**Task item A**
Reproduce the Glenside article from "One of the communities" up to and including "office and hairdressers.", swapping "laundry room" for "linen room".
**Task item B**
Answer these questions from the Glenside article:
(i) What reference number did the Department of Health and Social Care's planning application carry?
(ii) How many spaces would the proposed car park have had?
(iii) In what year was the old Glenside building demolished?

(Beginning of Page text)

Plans to build a 60-bed residential and day care unit for the elderly on the site of the former Glenside care home have been thrown out on appeal.
A planning application by the Department of Health and Social Care (17/00053/B) for the Glenside site on Victoria Road, Douglas, had been approved in March.
But the following month an appeal was lodged by a neighbour, Mr A. Ranscombe, who lives at the Red House, a registered property next door.
He argued that the site access to the proposed development was unsafe and did not comply with current safety standards.
And now Environment Minister Geoffrey Boot has accepted a recommendation that the appeal be allowed and the original planning consent be overturned.
Mr Boot concluded that visibility from the site access to the south along Victoria Road would be sub-standard and the line of the kerbs could result in refuse trucks or other large vehicles encroaching into the path of oncoming traffic when turning left, into or from the site.
The DHSC began to explore the potential to develop a care home, day centre and extra-care sheltered housing on the site in 2015.
Its proposal was for 60 en-suite care bedrooms arranged into four ’communities’ each with their own lounge and dining room.
One of the communities would be used for residents with dementia and this could be split into smaller seven and eight bedrooms if required.
The care home would also accommodate a catering kitchen, laundry room, care staff room, manager’s office and hairdressers.
Facilities associated with the day care centre, which would include therapy rooms with assisted bathroom and treatment room, a day centre, outreach centre, restaurant/café and small cinema, would be shared with the residents of the care home.
The day care centre would have a separate entrance to the care home and would have 15 beds to accommodate up to 20 people.
The proposal also included the creation of a 36-space car park, two minibus spaces, drop off layby and an ambulance space.
There was outcry in 2012 when it was announced that the Glenside home was to be closed as part of a shake-up of adult social care services which was to save government £3m and see more elderly people receiving care in their own homes.
The 59 residents were offered alternative accommodation. The old building was demolished in 2015.

(End of Page text)
(Beginning of Data provided)

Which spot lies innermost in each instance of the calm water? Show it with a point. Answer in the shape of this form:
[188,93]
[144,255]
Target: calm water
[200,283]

(End of Data provided)

**Exercise response A**
One of the communities would be used for residents with dementia and this could be split into smaller seven and eight bedrooms if required.
The care home would also accommodate a catering kitchen, linen room, care staff room, manager’s office and hairdressers.

**Exercise response B**
(i) 17/00053/B
(ii) 36
(iii) 2015